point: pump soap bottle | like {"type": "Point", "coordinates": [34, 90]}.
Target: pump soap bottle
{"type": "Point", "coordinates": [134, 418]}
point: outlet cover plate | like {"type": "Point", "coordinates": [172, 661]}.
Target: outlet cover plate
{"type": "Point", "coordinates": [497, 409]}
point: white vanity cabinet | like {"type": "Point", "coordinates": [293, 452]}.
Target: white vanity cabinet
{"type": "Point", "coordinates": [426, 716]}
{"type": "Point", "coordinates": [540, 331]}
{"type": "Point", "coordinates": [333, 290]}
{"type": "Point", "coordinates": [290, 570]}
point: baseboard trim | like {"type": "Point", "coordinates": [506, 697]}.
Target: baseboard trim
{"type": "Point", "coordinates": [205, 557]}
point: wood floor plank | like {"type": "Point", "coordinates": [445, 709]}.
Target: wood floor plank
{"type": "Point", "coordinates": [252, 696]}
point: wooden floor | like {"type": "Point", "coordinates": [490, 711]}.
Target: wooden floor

▬▬▬

Take every line above that includes the string "wooden" and return it.

## Answer box
point: wooden floor | like {"type": "Point", "coordinates": [490, 711]}.
Target: wooden floor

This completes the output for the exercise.